**Page text**
○ ○ ○

The seeds, which are coated to aid germination, are planted in small blocks of compost and then covered with sand.

The seedlings are carefully grown in large greenhouses in temperature-controlled conditions. They take about 3 weeks to reach the size where they are ready to be planted in the field. The plant raisers work is now done and they hand over the precious seedlings to the various salad crop growers around the country.

Before the seedlings are planted, specialised machinery goes to work to prepare the land. This ensures the young plants have the best possible start.

A lot of care and attention is put into the planting of the seedlings. A skilled planter ensures that the compost blocks go into the soil a set distance apart, and a supervisor will also check the field to make sure the seedlings are correctly planted.

While they are growing, salad leaves are carefully tended and nurtured to prevent disease and damage. Farm managers walk the crops every day checking their progress.

○ ○ ○

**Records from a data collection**

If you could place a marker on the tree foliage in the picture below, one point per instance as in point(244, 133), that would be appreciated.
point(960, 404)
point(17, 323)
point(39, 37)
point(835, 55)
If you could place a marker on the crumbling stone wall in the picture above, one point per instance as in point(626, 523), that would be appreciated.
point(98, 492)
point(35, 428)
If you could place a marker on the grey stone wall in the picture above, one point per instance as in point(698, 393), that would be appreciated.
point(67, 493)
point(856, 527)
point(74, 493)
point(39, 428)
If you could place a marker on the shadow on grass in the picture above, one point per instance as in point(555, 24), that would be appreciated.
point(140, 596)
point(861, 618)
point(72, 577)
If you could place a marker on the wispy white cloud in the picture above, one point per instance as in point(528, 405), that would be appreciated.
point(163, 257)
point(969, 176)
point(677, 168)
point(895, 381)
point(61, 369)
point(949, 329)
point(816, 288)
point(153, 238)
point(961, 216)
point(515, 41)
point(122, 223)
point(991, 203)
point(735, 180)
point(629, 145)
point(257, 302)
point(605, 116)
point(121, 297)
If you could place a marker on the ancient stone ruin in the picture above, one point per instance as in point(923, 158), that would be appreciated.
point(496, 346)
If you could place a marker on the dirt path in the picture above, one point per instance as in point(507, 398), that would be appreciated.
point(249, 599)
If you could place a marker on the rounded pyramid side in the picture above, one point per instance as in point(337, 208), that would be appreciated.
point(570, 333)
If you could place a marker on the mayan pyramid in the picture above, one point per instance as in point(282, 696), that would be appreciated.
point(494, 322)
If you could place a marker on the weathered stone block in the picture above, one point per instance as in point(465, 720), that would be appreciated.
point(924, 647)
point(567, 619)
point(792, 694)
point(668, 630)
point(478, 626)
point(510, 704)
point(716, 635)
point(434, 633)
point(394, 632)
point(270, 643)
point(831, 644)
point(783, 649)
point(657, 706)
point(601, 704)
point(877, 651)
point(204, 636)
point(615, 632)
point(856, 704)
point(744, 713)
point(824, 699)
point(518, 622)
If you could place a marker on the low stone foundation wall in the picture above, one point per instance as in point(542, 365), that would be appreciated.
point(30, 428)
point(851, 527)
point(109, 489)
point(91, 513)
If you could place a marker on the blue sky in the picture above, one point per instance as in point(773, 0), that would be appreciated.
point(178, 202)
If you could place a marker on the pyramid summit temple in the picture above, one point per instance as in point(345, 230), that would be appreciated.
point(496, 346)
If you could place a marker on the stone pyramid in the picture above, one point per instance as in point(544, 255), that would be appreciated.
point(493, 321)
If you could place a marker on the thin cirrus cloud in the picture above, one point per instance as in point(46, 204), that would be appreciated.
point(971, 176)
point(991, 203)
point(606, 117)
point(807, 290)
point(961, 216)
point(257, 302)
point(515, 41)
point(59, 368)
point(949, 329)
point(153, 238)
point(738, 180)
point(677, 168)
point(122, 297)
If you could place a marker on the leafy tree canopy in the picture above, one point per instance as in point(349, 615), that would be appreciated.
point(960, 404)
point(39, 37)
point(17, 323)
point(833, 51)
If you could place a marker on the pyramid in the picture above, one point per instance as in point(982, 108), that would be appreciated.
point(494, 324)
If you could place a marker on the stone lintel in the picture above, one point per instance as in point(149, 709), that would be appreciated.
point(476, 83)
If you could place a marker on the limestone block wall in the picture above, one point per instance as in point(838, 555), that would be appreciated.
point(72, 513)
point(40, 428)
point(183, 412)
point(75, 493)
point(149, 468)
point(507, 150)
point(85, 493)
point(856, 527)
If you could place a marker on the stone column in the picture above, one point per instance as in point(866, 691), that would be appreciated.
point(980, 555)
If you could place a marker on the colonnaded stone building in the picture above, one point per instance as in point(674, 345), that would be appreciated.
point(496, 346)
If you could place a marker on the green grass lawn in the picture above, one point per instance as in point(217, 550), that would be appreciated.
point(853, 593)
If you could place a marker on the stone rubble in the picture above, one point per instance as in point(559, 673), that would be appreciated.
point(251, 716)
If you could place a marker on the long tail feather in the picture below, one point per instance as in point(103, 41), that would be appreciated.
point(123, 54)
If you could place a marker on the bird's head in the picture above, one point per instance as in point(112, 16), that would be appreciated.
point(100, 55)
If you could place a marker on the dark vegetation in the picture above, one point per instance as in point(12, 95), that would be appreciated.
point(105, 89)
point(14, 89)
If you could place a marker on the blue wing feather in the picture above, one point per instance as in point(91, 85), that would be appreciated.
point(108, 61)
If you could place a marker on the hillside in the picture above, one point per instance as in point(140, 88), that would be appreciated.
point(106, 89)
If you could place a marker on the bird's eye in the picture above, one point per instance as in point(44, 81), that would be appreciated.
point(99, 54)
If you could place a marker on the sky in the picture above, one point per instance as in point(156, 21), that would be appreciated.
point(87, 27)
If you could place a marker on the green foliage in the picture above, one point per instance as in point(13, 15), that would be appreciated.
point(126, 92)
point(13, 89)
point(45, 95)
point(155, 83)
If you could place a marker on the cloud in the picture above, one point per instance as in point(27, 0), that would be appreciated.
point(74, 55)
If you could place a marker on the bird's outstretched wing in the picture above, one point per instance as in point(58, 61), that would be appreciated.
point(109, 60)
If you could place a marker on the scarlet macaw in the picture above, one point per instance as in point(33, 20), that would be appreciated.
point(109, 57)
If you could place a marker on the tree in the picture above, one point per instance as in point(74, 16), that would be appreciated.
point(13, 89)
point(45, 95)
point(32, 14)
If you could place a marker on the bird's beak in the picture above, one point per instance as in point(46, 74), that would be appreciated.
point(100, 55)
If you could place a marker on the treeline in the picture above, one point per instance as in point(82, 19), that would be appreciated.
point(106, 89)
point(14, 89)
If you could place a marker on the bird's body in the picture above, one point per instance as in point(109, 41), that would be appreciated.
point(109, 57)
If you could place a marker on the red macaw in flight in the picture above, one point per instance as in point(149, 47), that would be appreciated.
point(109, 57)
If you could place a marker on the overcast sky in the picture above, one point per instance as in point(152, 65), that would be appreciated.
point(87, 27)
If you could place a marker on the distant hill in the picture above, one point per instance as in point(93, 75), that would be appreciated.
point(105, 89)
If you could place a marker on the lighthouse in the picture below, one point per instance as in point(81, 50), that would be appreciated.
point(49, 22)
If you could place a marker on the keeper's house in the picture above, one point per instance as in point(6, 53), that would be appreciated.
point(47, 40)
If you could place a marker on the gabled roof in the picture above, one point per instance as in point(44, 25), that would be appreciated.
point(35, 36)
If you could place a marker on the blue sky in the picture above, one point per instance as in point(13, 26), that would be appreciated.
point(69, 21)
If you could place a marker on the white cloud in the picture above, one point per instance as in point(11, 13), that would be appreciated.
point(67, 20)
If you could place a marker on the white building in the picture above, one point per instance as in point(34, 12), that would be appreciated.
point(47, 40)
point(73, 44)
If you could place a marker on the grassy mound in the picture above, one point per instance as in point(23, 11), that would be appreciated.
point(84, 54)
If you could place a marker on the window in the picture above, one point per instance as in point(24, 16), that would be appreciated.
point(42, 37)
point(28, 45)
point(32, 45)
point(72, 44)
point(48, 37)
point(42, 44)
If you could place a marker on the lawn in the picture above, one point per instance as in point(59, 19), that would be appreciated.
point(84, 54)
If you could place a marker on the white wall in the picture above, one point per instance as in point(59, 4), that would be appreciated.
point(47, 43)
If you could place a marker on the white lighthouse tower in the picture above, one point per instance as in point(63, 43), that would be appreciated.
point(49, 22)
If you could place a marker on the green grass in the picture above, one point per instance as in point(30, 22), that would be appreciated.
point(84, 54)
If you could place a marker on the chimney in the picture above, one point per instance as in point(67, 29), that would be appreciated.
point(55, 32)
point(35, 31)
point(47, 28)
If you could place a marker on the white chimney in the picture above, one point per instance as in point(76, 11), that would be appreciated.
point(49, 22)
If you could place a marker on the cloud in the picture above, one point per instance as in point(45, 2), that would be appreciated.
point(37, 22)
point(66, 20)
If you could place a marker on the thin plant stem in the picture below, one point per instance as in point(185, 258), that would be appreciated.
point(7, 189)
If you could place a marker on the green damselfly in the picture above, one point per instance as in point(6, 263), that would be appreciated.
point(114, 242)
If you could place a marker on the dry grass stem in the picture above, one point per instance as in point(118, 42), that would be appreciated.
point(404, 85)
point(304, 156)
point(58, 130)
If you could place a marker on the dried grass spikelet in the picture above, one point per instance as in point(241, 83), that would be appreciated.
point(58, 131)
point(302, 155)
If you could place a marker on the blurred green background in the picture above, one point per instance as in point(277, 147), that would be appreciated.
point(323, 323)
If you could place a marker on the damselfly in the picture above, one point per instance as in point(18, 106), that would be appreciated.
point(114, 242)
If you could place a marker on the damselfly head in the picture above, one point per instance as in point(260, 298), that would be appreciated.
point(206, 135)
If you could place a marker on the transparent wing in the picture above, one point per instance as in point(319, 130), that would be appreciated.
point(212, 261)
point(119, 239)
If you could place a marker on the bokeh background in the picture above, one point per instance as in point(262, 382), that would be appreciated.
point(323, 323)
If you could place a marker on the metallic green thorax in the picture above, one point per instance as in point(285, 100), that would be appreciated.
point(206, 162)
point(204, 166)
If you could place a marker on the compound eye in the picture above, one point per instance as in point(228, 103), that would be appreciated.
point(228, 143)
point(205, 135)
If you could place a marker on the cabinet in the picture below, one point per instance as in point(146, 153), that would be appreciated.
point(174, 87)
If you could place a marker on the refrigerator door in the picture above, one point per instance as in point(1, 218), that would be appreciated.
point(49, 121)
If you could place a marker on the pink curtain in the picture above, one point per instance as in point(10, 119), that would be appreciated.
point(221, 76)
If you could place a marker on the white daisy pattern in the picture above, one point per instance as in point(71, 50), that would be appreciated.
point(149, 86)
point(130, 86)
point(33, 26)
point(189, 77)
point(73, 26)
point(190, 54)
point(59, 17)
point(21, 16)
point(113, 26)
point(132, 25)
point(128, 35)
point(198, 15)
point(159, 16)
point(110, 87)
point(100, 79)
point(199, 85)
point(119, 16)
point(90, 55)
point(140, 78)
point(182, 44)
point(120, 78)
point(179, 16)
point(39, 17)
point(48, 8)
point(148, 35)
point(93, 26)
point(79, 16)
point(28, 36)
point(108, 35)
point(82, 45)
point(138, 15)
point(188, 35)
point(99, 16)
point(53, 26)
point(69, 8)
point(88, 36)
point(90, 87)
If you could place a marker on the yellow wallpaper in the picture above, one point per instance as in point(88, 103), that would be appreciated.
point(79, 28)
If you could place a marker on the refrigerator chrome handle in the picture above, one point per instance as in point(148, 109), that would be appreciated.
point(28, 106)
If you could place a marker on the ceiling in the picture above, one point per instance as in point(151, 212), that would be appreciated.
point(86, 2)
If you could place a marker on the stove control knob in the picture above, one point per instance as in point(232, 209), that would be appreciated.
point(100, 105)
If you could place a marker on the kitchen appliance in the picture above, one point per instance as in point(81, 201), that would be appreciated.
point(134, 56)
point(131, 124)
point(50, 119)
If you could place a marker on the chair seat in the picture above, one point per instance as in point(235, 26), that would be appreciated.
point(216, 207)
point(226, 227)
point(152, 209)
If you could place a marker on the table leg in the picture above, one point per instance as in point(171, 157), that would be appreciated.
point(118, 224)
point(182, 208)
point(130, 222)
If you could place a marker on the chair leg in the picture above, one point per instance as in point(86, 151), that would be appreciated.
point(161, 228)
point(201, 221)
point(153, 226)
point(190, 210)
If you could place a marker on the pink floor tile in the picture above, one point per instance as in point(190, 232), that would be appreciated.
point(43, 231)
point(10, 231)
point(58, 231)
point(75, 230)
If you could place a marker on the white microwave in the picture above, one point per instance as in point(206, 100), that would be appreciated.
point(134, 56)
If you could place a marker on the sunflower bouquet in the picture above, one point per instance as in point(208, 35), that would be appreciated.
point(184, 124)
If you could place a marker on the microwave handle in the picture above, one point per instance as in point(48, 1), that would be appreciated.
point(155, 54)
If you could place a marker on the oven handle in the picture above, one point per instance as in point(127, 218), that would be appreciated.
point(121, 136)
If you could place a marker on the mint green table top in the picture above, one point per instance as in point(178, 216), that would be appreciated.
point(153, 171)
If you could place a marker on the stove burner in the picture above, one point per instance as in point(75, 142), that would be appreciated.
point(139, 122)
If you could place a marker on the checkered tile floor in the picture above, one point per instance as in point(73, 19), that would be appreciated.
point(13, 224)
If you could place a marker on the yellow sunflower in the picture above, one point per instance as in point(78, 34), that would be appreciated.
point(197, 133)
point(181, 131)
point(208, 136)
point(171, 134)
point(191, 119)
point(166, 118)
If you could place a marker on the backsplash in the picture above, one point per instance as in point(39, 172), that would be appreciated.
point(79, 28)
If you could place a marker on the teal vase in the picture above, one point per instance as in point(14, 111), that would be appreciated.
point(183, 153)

○ ○ ○

**Tasks for this exercise**
1) According to the text on growing salad crops, how long do the seedlings take to reach the size for planting in the field?
2) Continue the text on growing salad crops from its final sentence with the next stage of the process.

**Responses by item number**
1) About 3 weeks.

2)
Nutrients and irrigation are required to maintain the best possible growing conditions and these are applied under a carefully managed process. This crop management system produces a healthy and consistent quality at harvest.

Most farms use sophisticated weather stations to constantly monitor conditions likely to produce high levels of disease. With this early warning system, appropriate action can be taken to avoid loss or damage of the crop, such as the protection of salads with vast carpets of mesh anti-thrip nets laid on to wire hoops across a field (a thrip is one of the tiniest known pests).

All these processes follow the protocol laid down in the Assured Produce Scheme - designed by growers and retailers to regulate crop management procedures for safe food production.